___ Dataset entries

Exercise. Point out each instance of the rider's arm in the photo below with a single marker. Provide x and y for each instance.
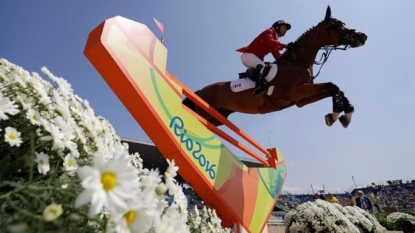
(270, 41)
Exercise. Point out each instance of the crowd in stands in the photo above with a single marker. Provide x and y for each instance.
(392, 197)
(395, 196)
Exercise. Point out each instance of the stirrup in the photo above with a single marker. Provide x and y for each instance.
(260, 89)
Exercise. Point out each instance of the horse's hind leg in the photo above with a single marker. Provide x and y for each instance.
(338, 108)
(346, 118)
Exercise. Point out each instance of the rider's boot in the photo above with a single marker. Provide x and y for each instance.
(259, 80)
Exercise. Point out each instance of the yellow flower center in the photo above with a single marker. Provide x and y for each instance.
(129, 217)
(53, 211)
(109, 181)
(12, 136)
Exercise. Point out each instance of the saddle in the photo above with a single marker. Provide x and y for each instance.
(250, 72)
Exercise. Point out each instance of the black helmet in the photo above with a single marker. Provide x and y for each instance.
(282, 22)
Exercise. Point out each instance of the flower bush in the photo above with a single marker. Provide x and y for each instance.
(63, 169)
(323, 216)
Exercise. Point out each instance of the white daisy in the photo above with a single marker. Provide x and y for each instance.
(52, 212)
(34, 116)
(42, 160)
(7, 107)
(107, 184)
(12, 136)
(70, 163)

______

Exercise objective:
Repeat all of the lines above word for word, leaving out the pictures.

The completed task:
Exercise. Point out each instance of the rider's arm in the photo below with a single marker. Provide x and y for each instance.
(270, 41)
Exercise. Point out each instance of the crowd in stands in the photo above with a single marker. Provide x and y for each instance.
(392, 197)
(395, 196)
Exercise. Point out each instance of the stirrup in the photo above with a single marker. Provide x and y for each instance.
(260, 89)
Exercise. Point out each instance of the horse's hind leg in the photo above with a single marker. Provide x and y for each instance.
(338, 108)
(346, 118)
Exercise. Point out each instance of the rider's boot in the photo above with a single marker. Provide x and y for each instance.
(259, 80)
Exercise. Point out each instance of the yellow flower center in the photo above with a single marker. Provide x and y for each instance.
(129, 217)
(53, 211)
(109, 181)
(12, 136)
Exercise. Point out each instance of the saddle in the photo above with a single marker. Provide x and y for each instance.
(250, 72)
Exercise. Point out each instance of the black helmet in the photo above with a single marker. Provide x and y for each instance.
(282, 22)
Exercise. Point out each instance of the flower bush in the photo above with a single marker. Provide x and y for each instance.
(63, 169)
(323, 216)
Exercise. Point out each instance of the white daisy in the photo above with a single marker. Provide x and y for each instance.
(52, 212)
(34, 116)
(42, 160)
(7, 107)
(107, 184)
(12, 136)
(70, 163)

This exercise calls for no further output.